SOURCE EXTRACT: Begin

Jeremy Lusk

Personal information
- Full name: Jeremy Daniel Lusk
- Nicknames: Pitbull, Big L
- Born: November 26, 1984 San Diego, California, U.S.
- Died: February 10, 2009 (aged 24) San José, Costa Rica

Sport
- Sport: Freestyle motocross (FMX)
- Event(s): Freestyle Moto-X, Best Trick

Medal record
Summer X Games
Representing United States
| Gold medal – first place | 2008 Los Angeles | Moto X Freestyle |
| Silver medal – second place | 2008 Los Angeles | Moto X Best Trick |

= Jeremy Lusk =

American freestyle motocross racer (1984–2009)

Jeremy Daniel Lusk (November 26, 1984 – February 10, 2009) was an American freestyle motocross racer from San Diego, California. He was part of the riding group Metal Mulisha.

He won gold and silver medals at the 2008 X Games and a bronze helmet in the 2008 Moto X World Championships. He was a born-again Christian.

== Career highlights ==
- 2008 X Games Mexico gold, X Games Moto X Best Trick silver, X Games freestyle Gold
- 2008 X Games: Moto X Best Trick, Silver; Moto X Freestyle, Gold
- 2008 Red Bull X Fighters, 3rd
- 2008 Moto X Freestyle, Bronze
- 2008 AST Dew Tour, 3rd

== Death ==
On February 7, 2009, Lusk crashed while attempting to land an "Indian Air Backflip" (after Carey Hart who initiated it, see "Evolution of the backflip" in freestyle motocross) in the X Knights motocross competition in San José, Costa Rica, he under-rotated the flip, causing his front wheel to strike the landing. Lusk was ejected head-first and sustained catastrophic brain damage. Doctors performed an unsuccessful five-hour surgery at Rafael Ángel Calderón Guardia Hospital in San José in an attempt to save his life. He entered into cardiac and respiratory failure and died on February 10.

After his death, the fourth episode of the television show Nitro Circus was dedicated to Lusk.

At the time of his death, Lusk lived in Temecula, California, with his wife, Lauren.

SOURCE EXTRACT: End
DATA EXTRACT: Begin

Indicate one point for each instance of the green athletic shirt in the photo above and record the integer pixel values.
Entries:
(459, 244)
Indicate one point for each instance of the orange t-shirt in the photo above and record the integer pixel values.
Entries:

DATA EXTRACT: End

REQUIRED ACTION A:
Reproduce the Jeremy Lusk article word for word, beginning at the words "After his death, the" and stopping after "his wife, Lauren.".
REQUIRED ACTION B:
List each distinct full calendar date (month, day and year) that appears in the Jeremy Lusk article.

RESPONSE A:
After his death, the fourth episode of the television show Nitro Circus was dedicated to Lusk.

At the time of his death, Lusk lived in Temecula, California, with his wife, Lauren.

RESPONSE B:
November 26, 1984
February 7, 2009
February 10, 2009